### EXTRAIT DU TEXTE
De l'or au bitcoin, ou le déclin de l'Occident

Publié le 17/10/2023 à 14:34

De l'or au bitcoin, ou le déclin de l'Occident

Publié le 17/10/2023 à 14:34

«Tout comme «Babylone, Thèbes, Rome, Byzance et Bagdad» à leur époque de gloire respective, il est évident, pour Spengler, que New York, Londres, Paris, Mumbai ou Shanghai, par exemple, représentent les grands pôles économiques et financiers d’une économie mondiale aujourd’hui...» (Photo: 123RF)

EXPERT INVITÉ. La lecture d’un essai publié il y a plus d’un siècle par un historien et penseur qui fait l’étude et l’analyse des cycles historiques des grandes civilisations, peut sembler être peu utile pour interpréter notre monde économique moderne, complexe et hypertechnologique. C’est pourtant tout le contraire.

### INFORMATIONS AFFICHÉES
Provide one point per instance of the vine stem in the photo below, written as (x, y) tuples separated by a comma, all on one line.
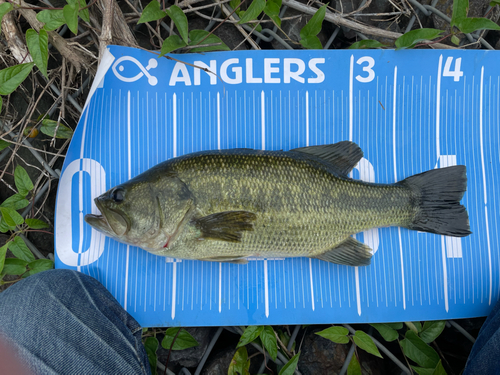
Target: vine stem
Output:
[(170, 350)]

### TÂCHES À RÉALISER
A: Dans l'extrait sur le déclin de l'Occident, quelles villes sont données en exemple des grands pôles économiques et financiers de l'économie mondiale d'aujourd'hui ? Citez-les toutes.
B: Condensez en une seule phrase le paragraphe de l'extrait qui commence par « EXPERT INVITÉ », sans perdre ses idées principales.
C: Recopiez un passage de l'extrait : commencez aux mots « EXPERT INVITÉ. La » et arrêtez-vous après « tout le contraire. ».

### RÉPONSES PAR TÂCHE
A: New York, Londres, Paris, Mumbai, Shanghai

B: Lire un essai vieux de plus d'un siècle, écrit par un historien et penseur qui étudie les cycles des grandes civilisations, semble peu utile pour comprendre notre économie moderne, complexe et hypertechnologique, mais c'est tout le contraire.

C:
EXPERT INVITÉ. La lecture d’un essai publié il y a plus d’un siècle par un historien et penseur qui fait l’étude et l’analyse des cycles historiques des grandes civilisations, peut sembler être peu utile pour interpréter notre monde économique moderne, complexe et hypertechnologique. C’est pourtant tout le contraire.